SUPPLIED MATERIAL:
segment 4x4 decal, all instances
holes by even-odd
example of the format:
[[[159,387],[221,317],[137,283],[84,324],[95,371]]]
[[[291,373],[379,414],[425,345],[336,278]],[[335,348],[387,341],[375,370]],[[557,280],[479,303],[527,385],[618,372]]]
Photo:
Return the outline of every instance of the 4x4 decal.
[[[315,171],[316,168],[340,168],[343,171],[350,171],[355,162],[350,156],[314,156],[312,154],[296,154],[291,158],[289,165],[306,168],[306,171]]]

THE TASK:
Quote all of the records above verbatim, without altering any character.

SOLUTION TO THE EXERCISE:
segment 4x4 decal, all instances
holes by even-odd
example of the format:
[[[159,387],[221,317],[137,283],[84,324],[95,371]]]
[[[291,373],[379,414],[425,345],[336,278]],[[335,348],[387,341],[375,370]],[[557,280],[479,303],[527,385],[618,372]]]
Photo:
Return the outline of every instance of the 4x4 decal.
[[[315,171],[316,168],[340,168],[343,171],[350,171],[355,162],[350,156],[314,156],[312,154],[296,154],[291,158],[289,165],[306,168],[306,171]]]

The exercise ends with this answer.